## Trecho fornecido
'''
Segundo Iglesias, a Europa enfrenta um processo contínuo de encolhimento do rebanho bovino ao longo desta década, além dos impactos recorrentes da influenza aviária de alta patogenicidade, especialmente no setor de carne de frango. Esse cenário reduz a capacidade produtiva interna e obriga o bloco a buscar fornecedores mais competitivos no mercado internacional, com destaque para o Brasil.

“Hoje, o europeu precisa do produto brasileiro para se abastecer. Existe uma necessidade real de compra de carne do Brasil muito em função desse descompasso de produção que a Europa enfrenta”, avalia o analista.

Em Portugal, a escassez de animais para abate e o redirecionamento de parte da produção para o mercado externo já refletem diretamente nos preços ao consumidor. O movimento acompanha uma tendência mais ampla no continente, onde a produção local não tem conseguido acompanhar o crescimento do consumo.

Na França, a situação é agravada por novos focos de doenças no campo. A dermatose nodular contagiosa (DNC), enfermidade viral que afeta bovinos, sem risco para humanos, foi detectada pela primeira vez em uma fazenda na região de Savoie. O surto levou ao abate de mais de 70 animais em uma propriedade. Até o momento, cerca de 3 mil cabeças de gado já foram abatidas no país.

De acordo com o Ministério da Agricultura francês, até o momento foram identificados 110 surtos da doença, atingindo 75 fazendas em diferentes regiões. A dermatose nodular se soma a outros desafios sanitários enfrentados pela agropecuária francesa.

Na avicultura, a gripe aviária continua sendo uma ameaça relevante. As autoridades confirmaram um novo foco da doença na última sexta-feira (12) na região de Landes, no sudoeste do país, principal polo produtor de patos para foie gras e referência na produção avícola francesa. O avanço da doença reforça as dificuldades de abastecimento de carne de aves no mercado europeu.

Esses problemas sanitários surgem em um momento particularmente delicado para a agricultura francesa. Diversos setores emblemáticos, que vão da produção de trigo aos vinhedos, atravessam uma crise considerada sem precedentes. Como resultado, a França tem sido obrigada a ampliar as importações de alimentos e produtos agropecuários.

Ao mesmo tempo, Iglesias pondera que esse movimento de aumento das importações da Europa tende a ocorrer em meio a um ambiente de maior vigilância comercial. Medidas de salvaguarda e mecanismos de proteção podem ser acionados pela União Europeia como forma de conter o avanço das importações e proteger o produtor local.

O Parlamento Europeu aprovou, nesta terça-feira, 16, o pacote de medidas legislativas que terá impacto direto no setor agrícola do bloco, incluindo novas salvaguardas comerciais relacionadas ao acordo com o Mercosul e a simplificação de regras da Política Agrícola Comum (PAC). 

A posição do Parlamento sobre o tratado comercial, aprovada por 431 votos a favor e 161 contra, estabelece mecanismos mais rigorosos para proteger os produtores europeus, permitindo a suspensão temporária de preferências tarifárias para produtos sensíveis, como carne bovina e aves, oriundos de Argentina, Brasil, Paraguai e Uruguai, caso se verifique prejuízo à produção local.
'''
## Questões e tarefas
**1.** No texto sobre o abastecimento de carne na Europa, repita sem alterações tudo o que vai de "A posição do" até "à produção local.".
**2.** Responda com base no texto sobre o abastecimento de carne na Europa:
(a) Em que região da França a dermatose nodular contagiosa foi detectada pela primeira vez?
(b) Quantos surtos da doença foram identificados, segundo o Ministério da Agricultura francês?
(c) Por quantos votos a favor e quantos contra foi aprovada a posição do Parlamento sobre o tratado comercial?

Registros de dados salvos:
'''
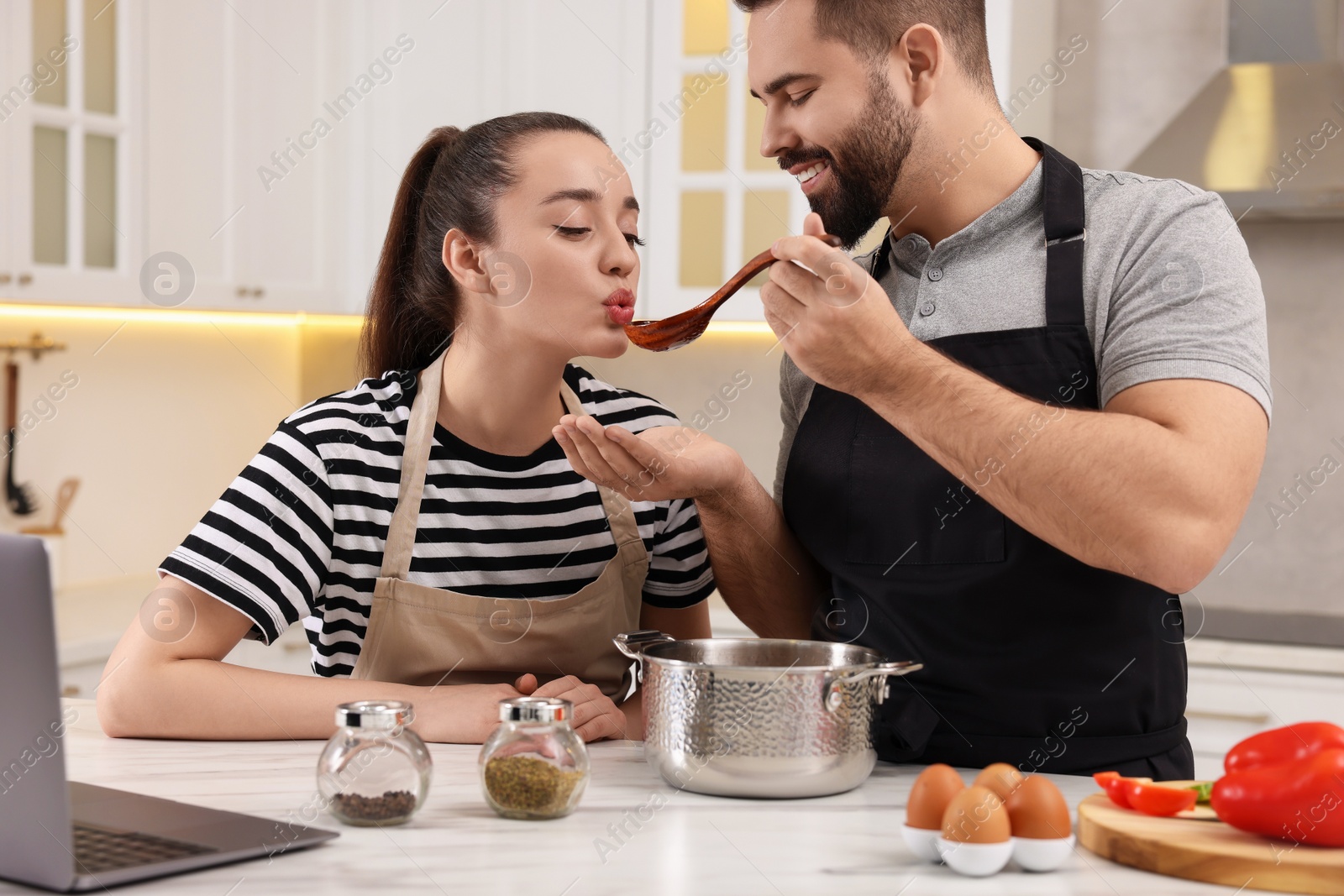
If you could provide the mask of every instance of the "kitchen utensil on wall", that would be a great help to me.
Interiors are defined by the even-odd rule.
[[[872,772],[890,676],[922,669],[852,643],[626,631],[638,664],[644,758],[673,787],[722,797],[824,797]]]
[[[79,490],[79,477],[71,476],[67,480],[60,481],[60,486],[56,489],[56,512],[52,516],[50,525],[26,525],[19,529],[24,535],[65,535],[66,531],[60,527],[60,517],[63,517],[70,510],[70,502],[75,500],[75,492]]]
[[[835,249],[841,246],[840,238],[833,234],[821,234],[817,239]],[[728,278],[728,282],[720,286],[719,292],[695,308],[660,321],[630,321],[625,325],[625,334],[632,343],[650,352],[667,352],[694,343],[704,333],[714,312],[719,310],[723,302],[728,301],[749,279],[777,261],[780,259],[767,249]]]
[[[32,494],[32,486],[20,485],[13,481],[15,447],[19,442],[19,365],[13,361],[13,353],[32,352],[32,360],[39,360],[43,352],[63,352],[65,343],[58,343],[50,336],[43,336],[35,330],[26,341],[16,339],[0,343],[0,351],[9,355],[5,359],[5,504],[15,516],[28,516],[38,509],[38,500]],[[74,493],[71,493],[73,496]]]
[[[15,516],[28,516],[38,509],[38,501],[32,497],[32,489],[13,481],[13,457],[16,442],[19,441],[19,365],[13,363],[13,353],[4,363],[5,379],[5,474],[4,494],[9,512]]]

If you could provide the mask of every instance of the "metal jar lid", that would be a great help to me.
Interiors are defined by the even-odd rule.
[[[347,728],[391,731],[415,721],[415,711],[405,700],[358,700],[336,707],[336,724]]]
[[[500,700],[500,721],[563,721],[569,724],[574,704],[559,697],[509,697]]]

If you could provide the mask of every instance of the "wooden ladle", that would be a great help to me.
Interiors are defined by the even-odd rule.
[[[821,234],[817,239],[835,249],[840,249],[843,244],[841,239],[835,234]],[[667,352],[688,345],[700,339],[704,329],[710,325],[714,312],[719,310],[723,302],[728,301],[749,279],[777,261],[780,259],[771,255],[767,249],[743,265],[742,270],[719,287],[719,292],[695,308],[673,314],[672,317],[664,317],[660,321],[630,321],[625,325],[625,334],[630,337],[632,343],[650,352]]]

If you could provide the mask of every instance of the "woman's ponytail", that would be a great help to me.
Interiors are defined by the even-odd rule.
[[[444,314],[418,312],[423,296],[415,283],[415,251],[422,226],[421,208],[429,189],[430,175],[444,156],[453,154],[453,145],[462,132],[453,126],[435,128],[411,156],[396,201],[392,219],[383,239],[383,253],[378,259],[378,273],[368,294],[368,312],[359,340],[360,376],[382,376],[386,371],[419,369],[433,357],[426,357],[435,345],[452,333],[452,297],[442,296]],[[444,278],[449,279],[444,270]],[[433,309],[423,309],[430,312]]]
[[[579,118],[520,111],[466,130],[435,128],[415,150],[396,189],[368,294],[359,339],[362,377],[418,371],[448,345],[457,328],[458,292],[444,266],[444,235],[457,227],[481,243],[495,239],[495,203],[517,181],[513,154],[521,138],[546,132],[602,140]]]

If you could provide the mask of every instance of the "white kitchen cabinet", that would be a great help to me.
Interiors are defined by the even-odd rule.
'''
## Respostas por tarefa
**1.**
A posição do Parlamento sobre o tratado comercial, aprovada por 431 votos a favor e 161 contra, estabelece mecanismos mais rigorosos para proteger os produtores europeus, permitindo a suspensão temporária de preferências tarifárias para produtos sensíveis, como carne bovina e aves, oriundos de Argentina, Brasil, Paraguai e Uruguai, caso se verifique prejuízo à produção local.

**2.**
(a) Na região de Savoie.
(b) Foram identificados 110 surtos.
(c) Foi aprovada por 431 votos a favor e 161 contra.